# START OF Provided passage
The Tyranny of the To-Be-Read Pile

The pile on my nightstand is currently eleven books tall, and this note is my formal resignation from feeling bad about it.

The TBR pile — to-be-read, for anyone who has escaped the acronym — is one of the small guilts of the reading life, and lately it has professionalized. There are apps for tracking it. There are challenges to reduce it. There is a whole confessional genre online: people photographing their unread shelves like sinners displaying the instruments of their vice, promising a “no-buy year,” falling gloriously off the wagon by February. The pile is spoken of as debt: acquired, outstanding, to be paid down.

I would like to propose that the pile was never a queue, and treating it as one is the entire mistake. A queue implies obligation and sequence — that the books are waiting their turn, tapping their feet, that fairness demands the one bought first be read first. But nobody actually reads that way, because reading appetite doesn’t take reservations. The book you need in March is not discoverable in January. It sits on the pile, unmet, until the week your circumstances ripen into its audience — and then it steps forward as if it had planned everything, which, I half believe, it had.
# END OF Provided passage
• _Work to do_
• 1. In the essay on the to-be-read pile, how many books tall is the pile on the nightstand?
• 2. Update the part of the essay on the to-be-read pile starting at "The TBR pile" and ending at "be paid down." by swapping "debt" for "a loan", then give that part back.
# START OF Records shown
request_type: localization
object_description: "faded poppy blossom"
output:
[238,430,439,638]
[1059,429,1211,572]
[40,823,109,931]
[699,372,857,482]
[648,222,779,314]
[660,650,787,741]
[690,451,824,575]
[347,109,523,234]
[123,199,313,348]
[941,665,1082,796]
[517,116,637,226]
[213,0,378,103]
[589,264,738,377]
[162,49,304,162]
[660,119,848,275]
# END OF Records shown
• _Solutions to the problems_
• 1. Eleven books tall.

• 2.
The TBR pile — to-be-read, for anyone who has escaped the acronym — is one of the small guilts of the reading life, and lately it has professionalized. There are apps for tracking it. There are challenges to reduce it. There is a whole confessional genre online: people photographing their unread shelves like sinners displaying the instruments of their vice, promising a “no-buy year,” falling gloriously off the wagon by February. The pile is spoken of as a loan: acquired, outstanding, to be paid down.